▶ PROVIDED DATA:
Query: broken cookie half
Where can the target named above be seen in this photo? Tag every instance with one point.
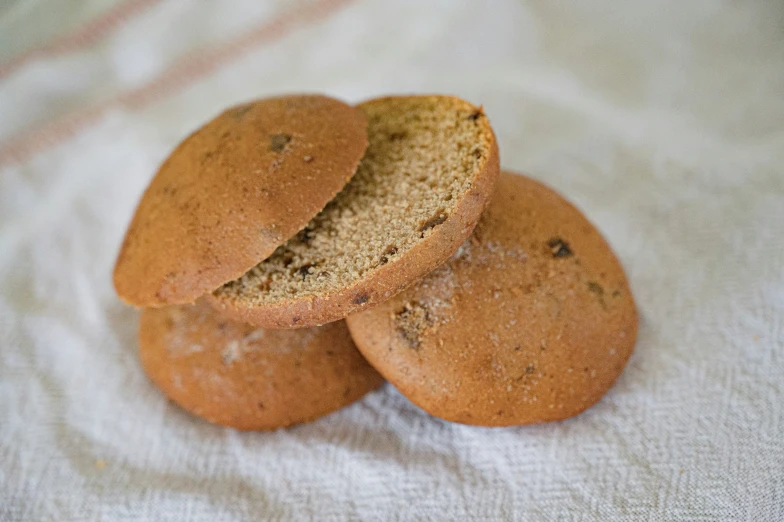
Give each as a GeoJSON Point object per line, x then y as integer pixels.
{"type": "Point", "coordinates": [429, 170]}
{"type": "Point", "coordinates": [233, 191]}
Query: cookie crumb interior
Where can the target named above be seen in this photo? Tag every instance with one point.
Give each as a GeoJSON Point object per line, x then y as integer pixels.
{"type": "Point", "coordinates": [423, 154]}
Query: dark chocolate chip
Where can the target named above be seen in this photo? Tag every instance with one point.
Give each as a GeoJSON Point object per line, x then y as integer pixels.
{"type": "Point", "coordinates": [559, 247]}
{"type": "Point", "coordinates": [438, 218]}
{"type": "Point", "coordinates": [304, 270]}
{"type": "Point", "coordinates": [361, 299]}
{"type": "Point", "coordinates": [278, 142]}
{"type": "Point", "coordinates": [595, 288]}
{"type": "Point", "coordinates": [239, 112]}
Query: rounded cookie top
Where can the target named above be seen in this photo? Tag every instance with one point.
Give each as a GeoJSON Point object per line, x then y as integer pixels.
{"type": "Point", "coordinates": [235, 375]}
{"type": "Point", "coordinates": [532, 320]}
{"type": "Point", "coordinates": [428, 173]}
{"type": "Point", "coordinates": [233, 191]}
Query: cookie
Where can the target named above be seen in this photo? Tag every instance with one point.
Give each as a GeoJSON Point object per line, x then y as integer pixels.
{"type": "Point", "coordinates": [428, 173]}
{"type": "Point", "coordinates": [235, 375]}
{"type": "Point", "coordinates": [233, 191]}
{"type": "Point", "coordinates": [532, 320]}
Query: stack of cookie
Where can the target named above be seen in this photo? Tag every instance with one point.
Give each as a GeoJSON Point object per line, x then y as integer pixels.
{"type": "Point", "coordinates": [294, 250]}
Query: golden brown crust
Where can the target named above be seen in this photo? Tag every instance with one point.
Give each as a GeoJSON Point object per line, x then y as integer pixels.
{"type": "Point", "coordinates": [239, 376]}
{"type": "Point", "coordinates": [233, 191]}
{"type": "Point", "coordinates": [531, 321]}
{"type": "Point", "coordinates": [387, 280]}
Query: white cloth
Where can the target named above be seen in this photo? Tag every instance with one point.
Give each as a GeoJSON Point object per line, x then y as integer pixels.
{"type": "Point", "coordinates": [663, 121]}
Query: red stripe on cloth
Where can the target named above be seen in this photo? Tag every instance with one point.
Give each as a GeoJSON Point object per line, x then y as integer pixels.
{"type": "Point", "coordinates": [190, 69]}
{"type": "Point", "coordinates": [87, 35]}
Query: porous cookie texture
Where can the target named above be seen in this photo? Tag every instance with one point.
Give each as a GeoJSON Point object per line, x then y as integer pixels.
{"type": "Point", "coordinates": [532, 320]}
{"type": "Point", "coordinates": [427, 175]}
{"type": "Point", "coordinates": [243, 377]}
{"type": "Point", "coordinates": [233, 191]}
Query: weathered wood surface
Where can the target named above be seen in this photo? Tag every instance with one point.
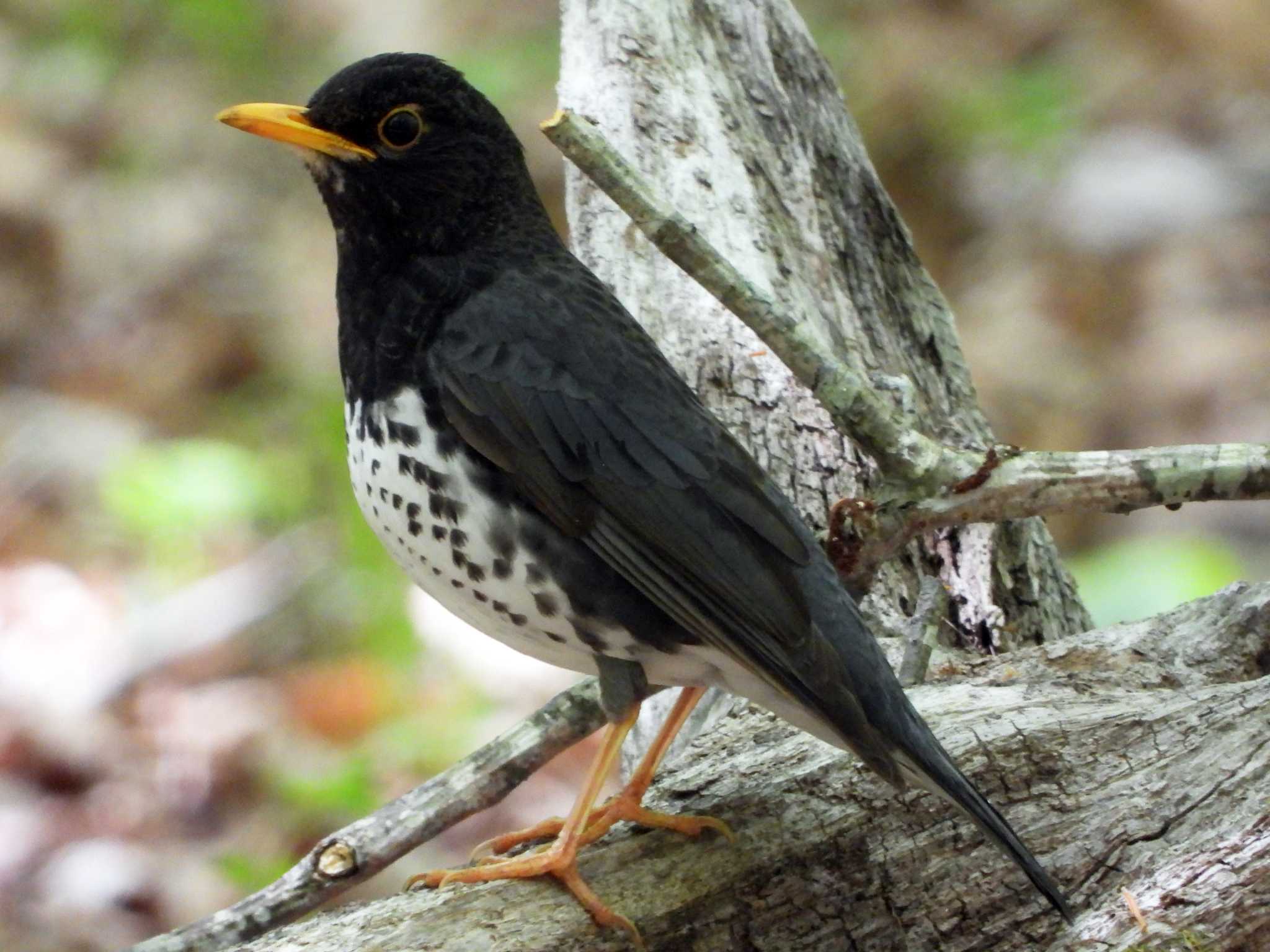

▶ REQUEST: Locate each line in the rows above that contains the string "Query" and copy those lines out. Case matters.

▶ OUTPUT OF THE EXERCISE:
Query: broken cookie half
Query: cookie crumb interior
Query: dark chocolate chip
Query: rounded cookie top
Query: cookie
Query: stack of cookie
Query: golden brown crust
Query: white cloth
Query: red stripe on cloth
Query: porous cookie texture
Query: weathered wood surface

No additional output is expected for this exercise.